**Problem to work on:** Reproduce the entries below without any change, starting at the line that contains "the woman's ear." and continuing through the line that contains "x=511, y=190", with both of those lines included.

**Point annotations for photos:**
════════
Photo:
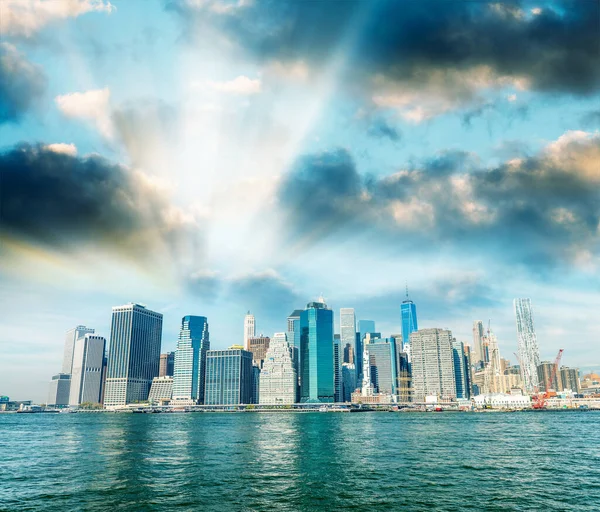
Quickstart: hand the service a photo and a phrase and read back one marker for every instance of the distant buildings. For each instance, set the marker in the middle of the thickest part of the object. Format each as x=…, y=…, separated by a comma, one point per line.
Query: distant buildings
x=549, y=377
x=71, y=336
x=569, y=378
x=86, y=376
x=408, y=313
x=478, y=357
x=249, y=329
x=167, y=364
x=348, y=335
x=348, y=381
x=228, y=377
x=134, y=355
x=60, y=386
x=161, y=390
x=316, y=353
x=278, y=377
x=432, y=364
x=461, y=375
x=258, y=345
x=190, y=360
x=529, y=354
x=382, y=362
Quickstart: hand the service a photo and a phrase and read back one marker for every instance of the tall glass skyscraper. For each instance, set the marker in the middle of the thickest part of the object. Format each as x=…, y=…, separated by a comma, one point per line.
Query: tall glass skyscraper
x=408, y=312
x=529, y=354
x=229, y=377
x=348, y=334
x=460, y=370
x=316, y=353
x=134, y=356
x=190, y=359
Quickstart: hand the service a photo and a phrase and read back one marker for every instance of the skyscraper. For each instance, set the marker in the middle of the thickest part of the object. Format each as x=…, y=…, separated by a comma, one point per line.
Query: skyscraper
x=134, y=355
x=529, y=354
x=460, y=370
x=86, y=376
x=278, y=376
x=258, y=345
x=58, y=393
x=408, y=313
x=337, y=369
x=432, y=364
x=190, y=359
x=382, y=359
x=316, y=353
x=71, y=336
x=348, y=334
x=478, y=353
x=229, y=377
x=249, y=329
x=167, y=364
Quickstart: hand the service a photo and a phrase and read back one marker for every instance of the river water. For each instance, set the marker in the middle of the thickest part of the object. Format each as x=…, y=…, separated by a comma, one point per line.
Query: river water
x=316, y=461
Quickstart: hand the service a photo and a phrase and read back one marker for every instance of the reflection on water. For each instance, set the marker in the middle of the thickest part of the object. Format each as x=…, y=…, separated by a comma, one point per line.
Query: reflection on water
x=375, y=461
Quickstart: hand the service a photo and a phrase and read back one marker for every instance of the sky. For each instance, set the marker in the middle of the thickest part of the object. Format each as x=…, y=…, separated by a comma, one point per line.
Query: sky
x=210, y=157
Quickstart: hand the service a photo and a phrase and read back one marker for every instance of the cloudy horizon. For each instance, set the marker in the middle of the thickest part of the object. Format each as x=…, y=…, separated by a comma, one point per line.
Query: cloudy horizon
x=211, y=157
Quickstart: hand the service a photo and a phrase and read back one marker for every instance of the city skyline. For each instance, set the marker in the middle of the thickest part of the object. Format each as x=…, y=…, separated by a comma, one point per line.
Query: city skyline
x=184, y=155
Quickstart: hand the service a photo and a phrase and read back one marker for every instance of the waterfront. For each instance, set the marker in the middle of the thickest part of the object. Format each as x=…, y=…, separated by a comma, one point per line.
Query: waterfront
x=377, y=461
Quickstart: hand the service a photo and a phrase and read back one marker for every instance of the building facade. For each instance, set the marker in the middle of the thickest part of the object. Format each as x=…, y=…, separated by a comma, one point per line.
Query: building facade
x=569, y=378
x=190, y=360
x=316, y=353
x=460, y=370
x=259, y=345
x=71, y=336
x=432, y=364
x=278, y=375
x=229, y=377
x=60, y=387
x=408, y=314
x=167, y=364
x=382, y=359
x=134, y=355
x=529, y=354
x=249, y=329
x=348, y=335
x=86, y=376
x=161, y=390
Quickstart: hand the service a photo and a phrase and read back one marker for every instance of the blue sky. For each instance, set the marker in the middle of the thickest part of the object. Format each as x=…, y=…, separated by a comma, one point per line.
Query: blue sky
x=211, y=157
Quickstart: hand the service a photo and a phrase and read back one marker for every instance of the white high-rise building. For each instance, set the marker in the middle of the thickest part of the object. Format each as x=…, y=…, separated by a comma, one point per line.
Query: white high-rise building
x=71, y=336
x=478, y=355
x=278, y=377
x=86, y=376
x=529, y=354
x=432, y=364
x=249, y=330
x=348, y=332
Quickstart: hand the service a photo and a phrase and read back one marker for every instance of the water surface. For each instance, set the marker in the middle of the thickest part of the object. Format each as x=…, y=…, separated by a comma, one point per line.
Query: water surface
x=248, y=461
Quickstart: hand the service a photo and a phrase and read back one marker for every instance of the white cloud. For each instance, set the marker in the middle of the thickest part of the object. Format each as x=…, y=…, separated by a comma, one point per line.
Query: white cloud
x=241, y=85
x=26, y=17
x=61, y=147
x=90, y=105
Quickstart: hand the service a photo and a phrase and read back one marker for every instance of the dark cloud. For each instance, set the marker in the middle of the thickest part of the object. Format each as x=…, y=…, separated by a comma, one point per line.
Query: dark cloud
x=537, y=210
x=60, y=201
x=380, y=128
x=438, y=42
x=21, y=84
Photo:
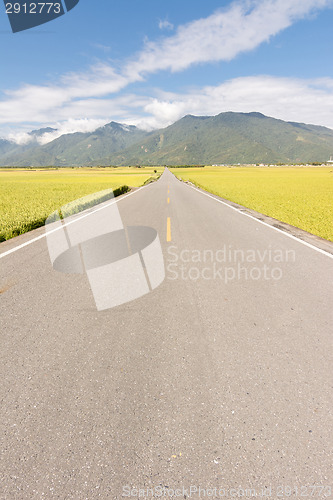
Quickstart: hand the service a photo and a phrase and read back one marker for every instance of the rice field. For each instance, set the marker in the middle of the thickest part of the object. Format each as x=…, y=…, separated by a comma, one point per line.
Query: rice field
x=300, y=196
x=29, y=196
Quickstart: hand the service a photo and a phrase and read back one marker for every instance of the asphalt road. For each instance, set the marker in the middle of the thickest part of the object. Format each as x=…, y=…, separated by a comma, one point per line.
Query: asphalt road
x=221, y=377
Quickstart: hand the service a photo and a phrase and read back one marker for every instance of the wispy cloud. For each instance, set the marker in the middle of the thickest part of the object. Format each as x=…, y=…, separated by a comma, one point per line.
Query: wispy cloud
x=165, y=25
x=243, y=26
x=309, y=101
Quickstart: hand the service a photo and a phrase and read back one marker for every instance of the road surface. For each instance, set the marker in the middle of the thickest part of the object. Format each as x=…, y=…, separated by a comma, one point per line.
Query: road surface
x=220, y=378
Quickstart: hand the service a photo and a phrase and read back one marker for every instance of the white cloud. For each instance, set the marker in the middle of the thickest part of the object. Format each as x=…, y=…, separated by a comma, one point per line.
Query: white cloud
x=309, y=101
x=165, y=25
x=221, y=36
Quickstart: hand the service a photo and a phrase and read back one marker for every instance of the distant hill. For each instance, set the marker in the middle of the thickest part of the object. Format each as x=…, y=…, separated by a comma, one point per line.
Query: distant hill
x=225, y=138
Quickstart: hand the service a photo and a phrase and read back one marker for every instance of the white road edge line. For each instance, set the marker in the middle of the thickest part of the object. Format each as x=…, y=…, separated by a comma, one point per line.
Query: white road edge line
x=4, y=254
x=264, y=223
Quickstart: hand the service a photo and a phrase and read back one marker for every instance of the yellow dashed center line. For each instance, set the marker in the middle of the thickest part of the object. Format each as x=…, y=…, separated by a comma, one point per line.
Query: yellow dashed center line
x=168, y=229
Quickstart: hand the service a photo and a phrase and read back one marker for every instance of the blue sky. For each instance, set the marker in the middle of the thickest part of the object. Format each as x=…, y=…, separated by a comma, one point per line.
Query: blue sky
x=149, y=63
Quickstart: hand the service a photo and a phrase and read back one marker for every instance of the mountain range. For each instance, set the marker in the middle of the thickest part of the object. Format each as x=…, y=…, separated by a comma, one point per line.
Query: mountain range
x=227, y=138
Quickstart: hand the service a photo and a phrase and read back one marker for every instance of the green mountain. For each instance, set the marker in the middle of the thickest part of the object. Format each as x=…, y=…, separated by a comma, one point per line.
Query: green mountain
x=77, y=149
x=222, y=139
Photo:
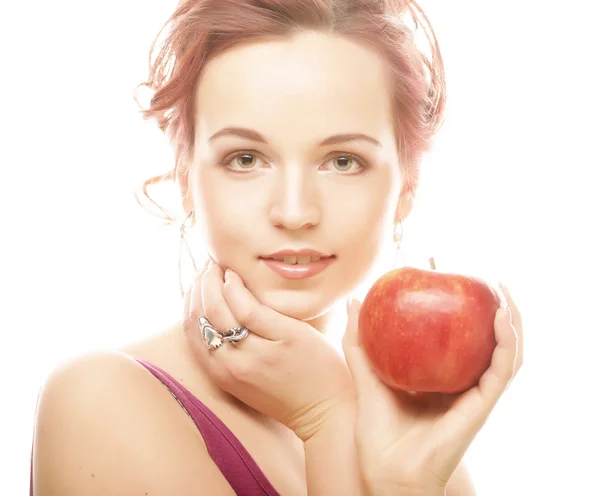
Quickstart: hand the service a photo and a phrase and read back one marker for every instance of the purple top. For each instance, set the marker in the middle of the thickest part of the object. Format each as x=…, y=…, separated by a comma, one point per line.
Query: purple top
x=226, y=450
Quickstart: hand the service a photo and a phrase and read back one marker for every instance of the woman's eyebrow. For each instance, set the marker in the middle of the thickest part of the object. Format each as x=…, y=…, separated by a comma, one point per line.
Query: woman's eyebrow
x=251, y=134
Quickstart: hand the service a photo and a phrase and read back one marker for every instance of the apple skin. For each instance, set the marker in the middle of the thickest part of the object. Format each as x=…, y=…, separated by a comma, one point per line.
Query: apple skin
x=429, y=332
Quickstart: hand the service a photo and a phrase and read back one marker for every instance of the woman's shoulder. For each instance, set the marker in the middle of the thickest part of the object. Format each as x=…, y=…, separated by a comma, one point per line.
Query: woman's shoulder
x=106, y=426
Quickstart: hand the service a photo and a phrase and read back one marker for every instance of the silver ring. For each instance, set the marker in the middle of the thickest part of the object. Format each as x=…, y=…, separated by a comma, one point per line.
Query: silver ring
x=212, y=338
x=235, y=334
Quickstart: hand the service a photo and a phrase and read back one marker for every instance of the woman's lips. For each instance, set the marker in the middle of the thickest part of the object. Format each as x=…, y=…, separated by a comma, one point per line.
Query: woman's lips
x=303, y=270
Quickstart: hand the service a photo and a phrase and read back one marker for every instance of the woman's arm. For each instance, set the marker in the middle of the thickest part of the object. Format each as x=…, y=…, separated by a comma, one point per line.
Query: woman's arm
x=106, y=427
x=330, y=457
x=460, y=483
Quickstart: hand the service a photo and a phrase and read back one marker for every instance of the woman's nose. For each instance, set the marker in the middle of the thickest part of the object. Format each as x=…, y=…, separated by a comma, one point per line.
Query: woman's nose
x=296, y=202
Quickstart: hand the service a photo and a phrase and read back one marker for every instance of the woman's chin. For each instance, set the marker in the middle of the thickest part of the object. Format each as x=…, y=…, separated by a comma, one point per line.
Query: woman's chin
x=300, y=305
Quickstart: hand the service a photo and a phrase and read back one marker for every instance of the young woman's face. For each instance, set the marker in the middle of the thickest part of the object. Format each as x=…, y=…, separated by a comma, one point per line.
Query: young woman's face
x=295, y=150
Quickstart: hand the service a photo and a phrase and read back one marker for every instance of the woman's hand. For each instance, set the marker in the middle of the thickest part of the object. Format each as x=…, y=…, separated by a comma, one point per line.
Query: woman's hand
x=284, y=369
x=412, y=444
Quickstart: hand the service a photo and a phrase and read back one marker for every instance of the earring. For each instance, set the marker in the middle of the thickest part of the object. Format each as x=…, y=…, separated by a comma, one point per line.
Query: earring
x=398, y=235
x=183, y=230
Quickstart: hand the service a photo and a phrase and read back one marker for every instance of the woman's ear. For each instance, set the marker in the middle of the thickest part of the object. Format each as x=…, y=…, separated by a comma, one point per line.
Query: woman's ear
x=405, y=205
x=182, y=176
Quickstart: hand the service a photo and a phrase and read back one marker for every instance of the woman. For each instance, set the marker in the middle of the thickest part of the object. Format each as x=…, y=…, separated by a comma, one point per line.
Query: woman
x=297, y=127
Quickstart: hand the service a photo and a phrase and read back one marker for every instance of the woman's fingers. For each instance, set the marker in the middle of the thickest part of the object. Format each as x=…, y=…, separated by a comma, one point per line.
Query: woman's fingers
x=472, y=409
x=517, y=322
x=363, y=376
x=258, y=318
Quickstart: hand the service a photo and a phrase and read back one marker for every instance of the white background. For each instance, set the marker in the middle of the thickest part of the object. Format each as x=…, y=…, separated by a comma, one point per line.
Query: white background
x=511, y=190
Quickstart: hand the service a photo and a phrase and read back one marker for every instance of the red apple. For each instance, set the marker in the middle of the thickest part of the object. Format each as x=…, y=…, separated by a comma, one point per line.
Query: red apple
x=428, y=331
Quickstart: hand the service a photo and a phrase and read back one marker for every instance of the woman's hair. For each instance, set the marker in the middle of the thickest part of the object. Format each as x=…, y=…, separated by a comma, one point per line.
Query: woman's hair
x=201, y=29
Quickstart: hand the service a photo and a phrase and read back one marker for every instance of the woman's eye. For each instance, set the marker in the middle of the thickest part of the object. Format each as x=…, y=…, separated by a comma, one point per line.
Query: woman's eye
x=345, y=163
x=243, y=161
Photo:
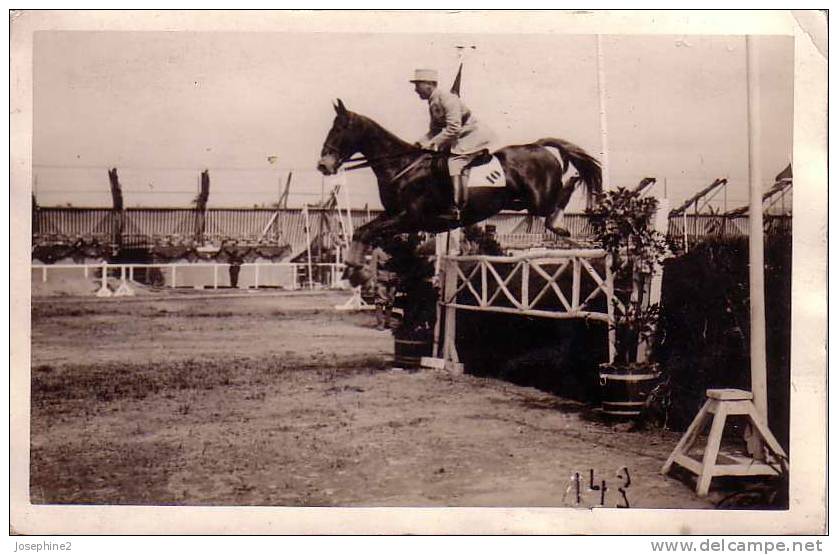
════════
**Answer for this exercise:**
Quickstart: hand the service a photo and a phrase and read back one marker for every instance of the woman's ear. For each instance, set the marker in the middle of the thickest part of the object. Format each as x=…, y=…, separated by a comma, one point per line.
Query: woman's ear
x=405, y=205
x=182, y=176
Quickstart: hand the service a photo and a phrase and read back one marker for every instance of the woman. For each instance, set the marker in the middle of the thickest part of the object. Format each as x=…, y=…, separated by a comma, one point per line.
Query: woman
x=297, y=127
Quickstart: hand the service a photo and a phrase and read back one marker for every instance of the woman's fingers. For each instance, set the marker in the middle of the thickest part of the object. Format each as x=…, y=…, separated by a comma, one point per line.
Query: woman's fingers
x=472, y=409
x=517, y=322
x=363, y=376
x=258, y=318
Quickstart: hand the service a photo and a phrase and read back one marker for every instance of the white background. For each instance, set the marker in the middle of the thickest part of the object. Format each as x=…, y=…, separated by a comma, one point per line.
Query: white background
x=511, y=190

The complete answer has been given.